# start of The records

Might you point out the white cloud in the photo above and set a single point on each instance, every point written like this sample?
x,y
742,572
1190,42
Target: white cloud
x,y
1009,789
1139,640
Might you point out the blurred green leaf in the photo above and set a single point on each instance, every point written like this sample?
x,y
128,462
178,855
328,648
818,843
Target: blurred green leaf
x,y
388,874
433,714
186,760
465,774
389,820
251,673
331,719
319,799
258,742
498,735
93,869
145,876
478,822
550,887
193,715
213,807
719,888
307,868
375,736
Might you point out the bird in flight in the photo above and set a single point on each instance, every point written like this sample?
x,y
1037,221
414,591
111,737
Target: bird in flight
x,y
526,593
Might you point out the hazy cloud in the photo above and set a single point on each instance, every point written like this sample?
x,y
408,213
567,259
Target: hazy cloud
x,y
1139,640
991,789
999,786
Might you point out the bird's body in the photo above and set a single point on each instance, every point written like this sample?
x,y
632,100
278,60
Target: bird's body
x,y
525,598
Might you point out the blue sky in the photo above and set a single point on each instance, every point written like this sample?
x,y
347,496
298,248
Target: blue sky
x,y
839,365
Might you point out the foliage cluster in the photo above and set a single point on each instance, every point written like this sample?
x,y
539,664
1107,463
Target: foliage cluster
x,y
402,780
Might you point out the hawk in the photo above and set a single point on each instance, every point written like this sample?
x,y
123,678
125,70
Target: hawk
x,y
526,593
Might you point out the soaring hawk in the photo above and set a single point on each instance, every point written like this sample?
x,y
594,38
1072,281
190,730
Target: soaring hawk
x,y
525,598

# end of The records

*Given task:* Lay out every line of the rows above as a Markdown table with two columns, No. and Line text. Number each line and leave out any blank ones.

*Solution:*
| No. | Line text |
|---|---|
| 1 | Might you point out the white cloud in the photo above and set a single point on each instance, every point written like this sample? |
| 2 | x,y |
| 3 | 742,572 |
| 4 | 1190,42 |
| 5 | Target: white cloud |
| 6 | x,y |
| 7 | 1009,789 |
| 8 | 1139,640 |
| 9 | Might you point out the blurred green leaf in the photo above and set a single point on each instance, every point written like this sample? |
| 10 | x,y |
| 11 | 128,462 |
| 12 | 178,855 |
| 13 | 328,648 |
| 14 | 818,843 |
| 15 | Target: blurred green leaf |
| 16 | x,y |
| 17 | 388,874 |
| 18 | 433,714 |
| 19 | 186,760 |
| 20 | 465,774 |
| 21 | 389,820 |
| 22 | 251,673 |
| 23 | 331,719 |
| 24 | 319,799 |
| 25 | 258,742 |
| 26 | 498,735 |
| 27 | 93,869 |
| 28 | 145,876 |
| 29 | 478,822 |
| 30 | 550,887 |
| 31 | 193,715 |
| 32 | 213,807 |
| 33 | 719,888 |
| 34 | 307,868 |
| 35 | 375,736 |
| 36 | Might you point out the bird in flight in the photo above and set a single point on each instance, every point written like this sample? |
| 37 | x,y |
| 38 | 1037,221 |
| 39 | 414,591 |
| 40 | 111,737 |
| 41 | Target: bird in flight |
| 42 | x,y |
| 43 | 526,593 |
| 44 | Might you point out the hazy cloud in the photo above and set a single point on each instance, every point written like this sample? |
| 45 | x,y |
| 46 | 408,213 |
| 47 | 567,259 |
| 48 | Target: hazy cloud |
| 49 | x,y |
| 50 | 1139,640 |
| 51 | 991,789 |
| 52 | 999,786 |
| 53 | Might you point out the bird's body in the photo above and set a single point on each instance, every point written like this sample? |
| 54 | x,y |
| 55 | 632,100 |
| 56 | 278,60 |
| 57 | Target: bird's body |
| 58 | x,y |
| 59 | 525,598 |
| 60 | Might you point out the blue sky in the photo above and set a single point on each instance, every point written like this sample? |
| 61 | x,y |
| 62 | 347,496 |
| 63 | 298,248 |
| 64 | Target: blue sky |
| 65 | x,y |
| 66 | 839,365 |
| 67 | Might you point out the foliage cluster in the photo above and set a single point on each instance, every point written like this sample? |
| 68 | x,y |
| 69 | 539,664 |
| 70 | 1107,463 |
| 71 | Target: foliage cluster |
| 72 | x,y |
| 73 | 402,780 |
| 74 | Might you point out the hawk in the photo above and set a single point on each instance, every point written like this sample? |
| 75 | x,y |
| 76 | 123,678 |
| 77 | 125,70 |
| 78 | Target: hawk |
| 79 | x,y |
| 80 | 526,593 |
| 81 | Might you point out the soaring hawk in the photo above and set a single point on each instance, every point written like this sample? |
| 82 | x,y |
| 83 | 594,38 |
| 84 | 1072,281 |
| 85 | 190,730 |
| 86 | Target: soaring hawk |
| 87 | x,y |
| 88 | 525,598 |